- **YOUR TASK**: Below are some records. How many of their lines contain the string "every"? Answer with the number alone.

- **RECORDED DATA**:
* * * *

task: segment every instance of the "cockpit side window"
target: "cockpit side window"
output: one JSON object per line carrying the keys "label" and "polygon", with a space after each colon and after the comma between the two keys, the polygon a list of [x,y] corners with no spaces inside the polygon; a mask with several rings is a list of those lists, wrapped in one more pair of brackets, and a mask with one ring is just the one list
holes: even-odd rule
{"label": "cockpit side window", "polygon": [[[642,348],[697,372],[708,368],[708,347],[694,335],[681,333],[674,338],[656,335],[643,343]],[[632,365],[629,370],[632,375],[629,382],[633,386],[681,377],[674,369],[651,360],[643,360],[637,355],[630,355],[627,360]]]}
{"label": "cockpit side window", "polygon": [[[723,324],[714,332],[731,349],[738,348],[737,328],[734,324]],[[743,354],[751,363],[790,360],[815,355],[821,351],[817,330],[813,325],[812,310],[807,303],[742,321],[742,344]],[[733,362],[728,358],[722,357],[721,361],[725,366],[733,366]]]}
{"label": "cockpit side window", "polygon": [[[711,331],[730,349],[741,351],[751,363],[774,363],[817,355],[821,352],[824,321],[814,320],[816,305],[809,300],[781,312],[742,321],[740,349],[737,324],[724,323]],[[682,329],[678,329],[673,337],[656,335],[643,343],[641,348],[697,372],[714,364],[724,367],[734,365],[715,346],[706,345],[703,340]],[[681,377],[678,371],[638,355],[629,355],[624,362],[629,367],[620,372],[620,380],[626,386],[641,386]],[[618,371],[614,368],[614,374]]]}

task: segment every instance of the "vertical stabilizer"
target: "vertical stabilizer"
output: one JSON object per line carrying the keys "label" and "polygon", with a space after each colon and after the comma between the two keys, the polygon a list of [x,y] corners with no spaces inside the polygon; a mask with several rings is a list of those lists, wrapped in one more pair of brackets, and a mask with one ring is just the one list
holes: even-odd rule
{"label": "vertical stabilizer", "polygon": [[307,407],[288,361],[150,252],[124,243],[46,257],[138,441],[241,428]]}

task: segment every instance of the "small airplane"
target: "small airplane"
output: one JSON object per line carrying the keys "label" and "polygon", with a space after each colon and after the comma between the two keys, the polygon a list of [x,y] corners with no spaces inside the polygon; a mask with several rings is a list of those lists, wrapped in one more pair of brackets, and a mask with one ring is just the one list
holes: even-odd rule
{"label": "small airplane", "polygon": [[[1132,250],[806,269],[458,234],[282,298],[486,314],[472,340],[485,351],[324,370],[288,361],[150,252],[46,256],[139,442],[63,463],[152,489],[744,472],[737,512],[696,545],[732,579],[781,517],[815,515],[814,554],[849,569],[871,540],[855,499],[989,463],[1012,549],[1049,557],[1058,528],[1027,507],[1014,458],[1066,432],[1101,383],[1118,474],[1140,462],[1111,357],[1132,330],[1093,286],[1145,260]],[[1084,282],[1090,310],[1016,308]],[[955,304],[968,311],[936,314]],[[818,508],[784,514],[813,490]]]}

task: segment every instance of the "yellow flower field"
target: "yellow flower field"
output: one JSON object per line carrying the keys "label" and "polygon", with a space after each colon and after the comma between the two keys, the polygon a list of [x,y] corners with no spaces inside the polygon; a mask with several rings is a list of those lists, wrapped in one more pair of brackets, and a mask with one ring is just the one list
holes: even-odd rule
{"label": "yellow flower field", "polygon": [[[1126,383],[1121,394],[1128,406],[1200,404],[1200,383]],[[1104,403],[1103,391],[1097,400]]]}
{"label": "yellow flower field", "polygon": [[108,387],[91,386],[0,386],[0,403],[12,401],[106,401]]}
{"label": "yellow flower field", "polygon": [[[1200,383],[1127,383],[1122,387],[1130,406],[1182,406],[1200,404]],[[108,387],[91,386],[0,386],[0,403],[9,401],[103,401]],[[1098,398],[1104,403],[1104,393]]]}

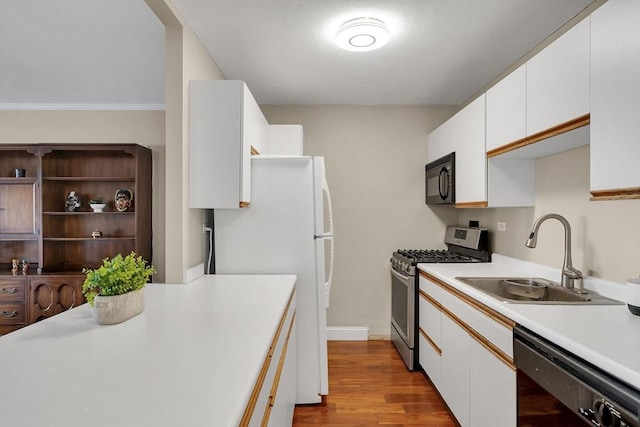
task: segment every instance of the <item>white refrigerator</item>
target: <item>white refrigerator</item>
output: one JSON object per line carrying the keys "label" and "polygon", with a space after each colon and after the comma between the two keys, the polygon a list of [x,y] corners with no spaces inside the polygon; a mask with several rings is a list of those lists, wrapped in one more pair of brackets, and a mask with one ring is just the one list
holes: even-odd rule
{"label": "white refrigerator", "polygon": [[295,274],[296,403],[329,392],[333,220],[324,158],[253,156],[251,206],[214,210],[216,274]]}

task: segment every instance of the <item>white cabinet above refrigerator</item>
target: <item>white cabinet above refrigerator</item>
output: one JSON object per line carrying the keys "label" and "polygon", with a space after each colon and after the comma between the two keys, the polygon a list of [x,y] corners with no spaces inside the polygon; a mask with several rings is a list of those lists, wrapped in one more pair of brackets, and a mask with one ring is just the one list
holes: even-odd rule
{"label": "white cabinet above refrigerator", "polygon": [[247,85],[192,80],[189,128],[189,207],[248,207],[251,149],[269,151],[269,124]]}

* * * *

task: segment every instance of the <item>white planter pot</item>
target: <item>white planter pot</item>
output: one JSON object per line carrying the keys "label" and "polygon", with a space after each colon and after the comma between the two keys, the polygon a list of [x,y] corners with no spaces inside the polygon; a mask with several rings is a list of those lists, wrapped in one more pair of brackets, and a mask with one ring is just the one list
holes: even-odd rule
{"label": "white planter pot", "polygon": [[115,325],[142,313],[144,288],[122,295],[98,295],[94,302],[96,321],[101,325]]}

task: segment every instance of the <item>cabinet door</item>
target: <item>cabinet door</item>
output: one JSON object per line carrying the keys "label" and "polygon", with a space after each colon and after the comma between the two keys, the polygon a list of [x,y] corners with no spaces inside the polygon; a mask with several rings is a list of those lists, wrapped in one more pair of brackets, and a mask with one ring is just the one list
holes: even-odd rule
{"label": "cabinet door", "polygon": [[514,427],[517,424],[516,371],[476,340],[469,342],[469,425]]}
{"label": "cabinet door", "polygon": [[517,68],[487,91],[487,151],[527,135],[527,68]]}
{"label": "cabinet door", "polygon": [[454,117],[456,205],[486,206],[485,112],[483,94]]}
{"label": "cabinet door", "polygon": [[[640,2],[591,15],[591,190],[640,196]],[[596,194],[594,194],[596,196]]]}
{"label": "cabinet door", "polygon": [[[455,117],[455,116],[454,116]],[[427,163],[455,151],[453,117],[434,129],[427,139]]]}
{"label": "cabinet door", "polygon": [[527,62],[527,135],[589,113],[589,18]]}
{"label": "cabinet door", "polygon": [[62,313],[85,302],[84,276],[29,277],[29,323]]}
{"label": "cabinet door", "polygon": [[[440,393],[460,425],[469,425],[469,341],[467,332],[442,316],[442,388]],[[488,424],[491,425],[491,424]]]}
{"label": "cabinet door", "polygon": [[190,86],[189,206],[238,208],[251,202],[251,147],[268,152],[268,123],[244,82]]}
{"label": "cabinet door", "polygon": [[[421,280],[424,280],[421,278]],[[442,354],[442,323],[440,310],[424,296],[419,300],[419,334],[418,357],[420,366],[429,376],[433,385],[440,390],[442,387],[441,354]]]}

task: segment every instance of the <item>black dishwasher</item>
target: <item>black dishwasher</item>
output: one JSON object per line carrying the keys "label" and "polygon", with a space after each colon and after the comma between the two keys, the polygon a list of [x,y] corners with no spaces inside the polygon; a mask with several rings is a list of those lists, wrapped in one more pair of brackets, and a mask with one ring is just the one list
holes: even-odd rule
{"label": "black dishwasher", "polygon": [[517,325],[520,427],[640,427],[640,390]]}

* * * *

- **YOUR RESPONSE**: 9